---- Vorgegebener Text
Wenn die Balance zwischen meinen Fähigkeiten und der Herausforderung stimmt, kann mir auch der Stress nichts anhaben. Aber sobald die Aufgabe eigentlich zu groß für mich ist oder ich zur zeit durch so viele andere Dinge bereits vorbelastet bin, kommt diese Balance aus dem Gleichgewicht.
Und dann tritt dieses Gefühl ein, dass einfach alles über einem zusammenbricht und man die Dinge nicht länger unter Kontrolle hat. Und das macht dann krank!
Ein alter Weggefährte von mir, mittlerweile Arzt in einer Klinik, erklärte mir: Stress ist modern und erwünscht. Stress ist nämlich ein Zeichen von Erfolg. Wer im Stress ist, muss ja den entsprechenden Beruf haben und deswegen erfolgreich sein. Stress als Statussymbol. Mann, ist das mal krank!
Und trotzdem stimmt es natürlich, was in diesem Post steht. Schön wäre es, sich seinen Stress öfter mal einfach selbst(bestimmt) suchen zu können. Außerdem denke ich, dass Grenzenlosigkeit auch immer mit reinspielt in vielen Bereichen unseres modernen Arbeitslebens. Durchpowern ist doch in Ordnung, wenn man danach ein schönes Feierabendbier trinken kann und den Stress wieder loslassen. Aber bei vielen ist ja die innere Haltung „immer im Job“, das Smartphone macht es möglich. Und so geht der Stress nie wieder weg.
Generell sehe ich das so: Kümmere dich um das Gute (also in dem Fall: Die Entspannung), die Scheiße kommt von allein.
Lieber Tim,
ich bin wie immer ein Fan deiner Artikel. Ich kann diesen Gedanken sehr gut nachempfinden.
Aus dem Sport weiß ich, dass es sowohl für unseren Geist als auch für unseren Körper ein Abwechseln zwischen Anspannung und Entspannung geben muss.
--------
---- Gezeigte Einträge
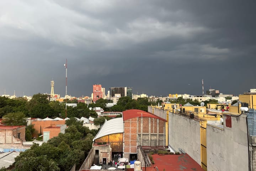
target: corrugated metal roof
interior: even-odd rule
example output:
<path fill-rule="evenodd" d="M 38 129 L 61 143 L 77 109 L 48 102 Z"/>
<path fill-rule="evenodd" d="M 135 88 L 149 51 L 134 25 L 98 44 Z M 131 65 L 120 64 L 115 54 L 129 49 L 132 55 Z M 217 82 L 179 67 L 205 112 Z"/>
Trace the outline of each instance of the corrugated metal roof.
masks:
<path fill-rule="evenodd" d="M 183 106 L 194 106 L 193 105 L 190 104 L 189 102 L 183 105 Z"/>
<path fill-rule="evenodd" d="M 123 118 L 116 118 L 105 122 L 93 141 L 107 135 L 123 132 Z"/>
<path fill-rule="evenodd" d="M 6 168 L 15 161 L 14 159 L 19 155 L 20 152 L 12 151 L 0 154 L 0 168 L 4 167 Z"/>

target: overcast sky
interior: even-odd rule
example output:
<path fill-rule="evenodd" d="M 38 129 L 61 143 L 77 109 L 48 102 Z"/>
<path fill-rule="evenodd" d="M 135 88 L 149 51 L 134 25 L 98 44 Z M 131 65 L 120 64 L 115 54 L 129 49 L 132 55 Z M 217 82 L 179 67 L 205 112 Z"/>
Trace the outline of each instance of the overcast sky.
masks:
--------
---- Gezeigte Einträge
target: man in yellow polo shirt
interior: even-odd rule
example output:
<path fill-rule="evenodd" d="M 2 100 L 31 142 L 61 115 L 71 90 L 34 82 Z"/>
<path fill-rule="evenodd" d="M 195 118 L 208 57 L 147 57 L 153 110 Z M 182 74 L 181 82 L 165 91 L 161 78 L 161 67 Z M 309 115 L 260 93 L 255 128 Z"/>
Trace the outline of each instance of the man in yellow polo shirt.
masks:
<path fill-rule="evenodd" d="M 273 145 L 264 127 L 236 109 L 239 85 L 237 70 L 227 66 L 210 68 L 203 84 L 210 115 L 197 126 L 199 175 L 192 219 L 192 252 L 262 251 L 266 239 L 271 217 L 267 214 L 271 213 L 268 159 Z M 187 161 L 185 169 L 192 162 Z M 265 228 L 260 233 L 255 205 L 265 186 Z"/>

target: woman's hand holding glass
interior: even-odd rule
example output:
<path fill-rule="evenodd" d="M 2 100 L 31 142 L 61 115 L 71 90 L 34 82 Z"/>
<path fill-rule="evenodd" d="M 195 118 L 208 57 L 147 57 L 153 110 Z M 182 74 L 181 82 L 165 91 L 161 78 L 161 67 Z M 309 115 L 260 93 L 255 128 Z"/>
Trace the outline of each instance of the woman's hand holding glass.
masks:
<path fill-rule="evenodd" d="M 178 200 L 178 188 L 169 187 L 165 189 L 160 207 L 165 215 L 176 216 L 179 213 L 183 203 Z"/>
--------
Was zu tun ist | Schreib aus dem Text über Stress die Stelle wortwörtlich ab, die bei „Und dann tritt“ anfängt und bei „macht dann krank!“ aufhört.

Lösung |
Und dann tritt dieses Gefühl ein, dass einfach alles über einem zusammenbricht und man die Dinge nicht länger unter Kontrolle hat. Und das macht dann krank!